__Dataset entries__
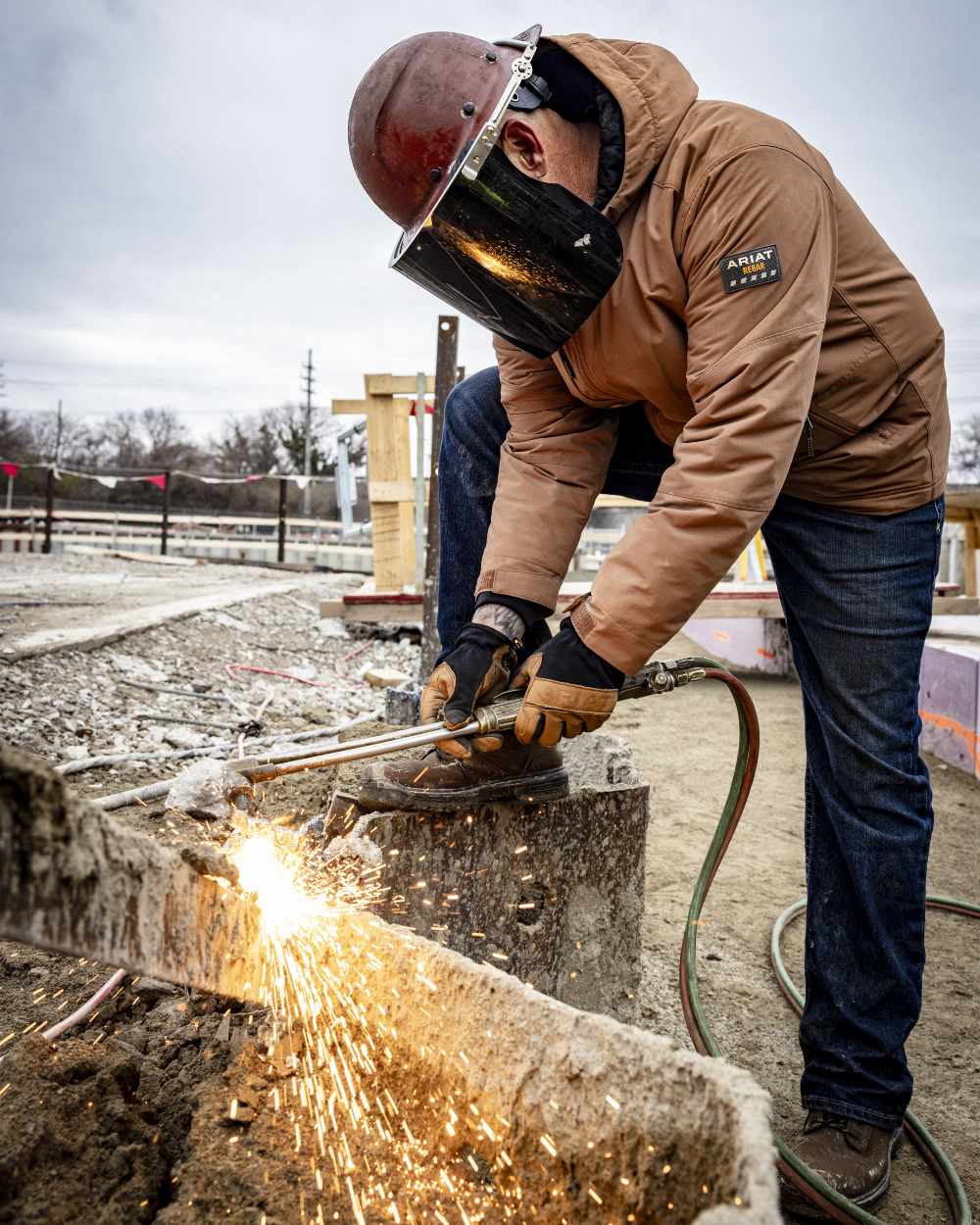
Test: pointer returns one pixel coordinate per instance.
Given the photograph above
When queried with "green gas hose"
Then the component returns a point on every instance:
(792, 1169)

__Task to complete__
Please identify every line in the records above that contains the word "instance", and copy each of those lines.

__Task answer__
Test: pointer returns one pixel coordinate per instance.
Then the component returns a point on every instance:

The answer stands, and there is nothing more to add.